### Work to complete
A) From the article on climate action after COVID-19, list the seven technologies the analysis considered.
B) Write a continuation of the article on climate action after COVID-19 that picks up after its final sentence.

### Exercise passage
---
Climate Action in the Post-COVID-19 World
The COVID-19 crisis has had dramatic economic consequences in Europe. Despite significant public interventions, more than 1.8 million jobs were lost in the EU up to September 2020. As fiscal stimulus measures continue to be announced, policymakers have an opportunity to ensure that the short-term stimulus points the economic recovery in a sustainable direction in the long term, considering the trade-off between these goals.
The PARIS REINFORCE HORIZON 2020 European project coordinated by the Decision Support Systems Lab of ECE-NTUA – Prof. Haris Doukas is the Scientific Responsible – investigated this trade-off between short-term economic gains, in the form of employment, and longer-term CO2 emissions reductions from fiscal stimulus packages. Moreover, analysis was performed to identify the optimal energy investment mix of proposed fiscal programmes in terms of new energy sector jobs and CO2 emissions cuts compared with a current policy baseline.
The analysis focused primarily on the EU-27 plus the United Kingdom but also analysed five other major emitting regions: Canada, China, India, Japan and the United States. Seven technologies were considered: advanced biofuels, biomass, solar photovoltaics (PV), concentrated solar power, onshore and offshore wind, and nuclear. The analysis compared portfolios with different investment weights for each of these technologies. For Europe, we found that green recovery funds can help the EU create up to 1.4 and 0.4 million new job-years by 2025 and 2030, respectively, and further cut emissions by 300–800 MtCO2. A clear trade-off was found between subsidy portfolios performing well in terms of employment and those performing well in terms of emissions reductions. Onshore and offshore wind investments can significantly boost energy sector employment, while investments into biofuels may perform relatively better for further emissions mitigation (caution is, however, needed regarding their sustainability and availability, especially regarding advanced biofuels). Investment portfolios favouring already cost-competitive technologies (e.g., onshore wind and solar PV) may boost energy-sector employment the most by 2025 but quickly lose momentum, leading to negligible jobs gains over the entire decade. This is because certain investments only pull forward employment opportunities that would have been created anyway before the end of the decade under the current policy framework. On the other hand, prioritising currently less cost-competitive technologies (e.g., offshore wind and CSP) may alter the trajectory expected under current policies, allowing for diversification of technological capacity with an ongoing positive effect in the future and the creation of longer-lasting job opportunities.
---
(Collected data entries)

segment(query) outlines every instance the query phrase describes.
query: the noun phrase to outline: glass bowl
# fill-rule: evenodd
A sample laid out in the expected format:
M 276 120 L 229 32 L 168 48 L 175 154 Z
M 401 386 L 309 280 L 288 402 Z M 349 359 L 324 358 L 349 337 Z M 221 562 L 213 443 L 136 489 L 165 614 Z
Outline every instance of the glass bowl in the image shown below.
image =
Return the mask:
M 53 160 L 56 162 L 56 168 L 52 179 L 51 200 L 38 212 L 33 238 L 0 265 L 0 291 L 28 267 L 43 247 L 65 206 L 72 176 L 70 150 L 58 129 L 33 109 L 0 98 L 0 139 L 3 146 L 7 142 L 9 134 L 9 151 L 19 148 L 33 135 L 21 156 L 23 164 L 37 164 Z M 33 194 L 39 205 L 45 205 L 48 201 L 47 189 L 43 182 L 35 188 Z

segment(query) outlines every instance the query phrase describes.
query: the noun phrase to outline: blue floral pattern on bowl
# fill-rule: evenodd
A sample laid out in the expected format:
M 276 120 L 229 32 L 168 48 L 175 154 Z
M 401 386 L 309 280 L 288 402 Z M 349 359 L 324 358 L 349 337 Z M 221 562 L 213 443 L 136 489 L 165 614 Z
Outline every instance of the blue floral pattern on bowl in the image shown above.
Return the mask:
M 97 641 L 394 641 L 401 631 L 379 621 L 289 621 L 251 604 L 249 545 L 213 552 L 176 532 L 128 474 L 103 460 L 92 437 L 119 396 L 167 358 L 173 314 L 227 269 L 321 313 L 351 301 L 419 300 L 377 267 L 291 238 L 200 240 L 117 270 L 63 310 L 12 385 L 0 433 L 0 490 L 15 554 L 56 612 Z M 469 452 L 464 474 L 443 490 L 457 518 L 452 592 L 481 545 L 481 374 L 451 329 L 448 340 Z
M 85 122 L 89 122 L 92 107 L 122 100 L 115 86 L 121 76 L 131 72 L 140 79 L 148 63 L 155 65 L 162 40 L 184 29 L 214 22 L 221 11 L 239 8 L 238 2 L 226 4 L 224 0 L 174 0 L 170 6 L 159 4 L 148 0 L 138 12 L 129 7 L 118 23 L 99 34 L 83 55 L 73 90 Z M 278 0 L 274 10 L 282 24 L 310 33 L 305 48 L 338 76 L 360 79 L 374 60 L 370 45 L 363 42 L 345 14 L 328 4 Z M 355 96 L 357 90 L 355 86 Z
---
### Task responses
A)
- Advanced biofuels
- Biomass
- Solar photovoltaics (PV)
- Concentrated solar power
- Onshore wind
- Offshore wind
- Nuclear

B)
Despite heterogeneous implications for each region, key takeaways from our analysis were that there is ‘no one size fits all’ and that countries, companies and communities can learn faster, with and from one another. Moreover, both the EU and other major emitting countries (such as Canada, China, India, USA, Japan, etc.) would strongly benefit from greener agendas, on their way to recovering from the COVID-19 pandemic.
This analysis is included in the COP26 European Commission's Policy Publication, "Climate Action in the Post-COVID-19 World".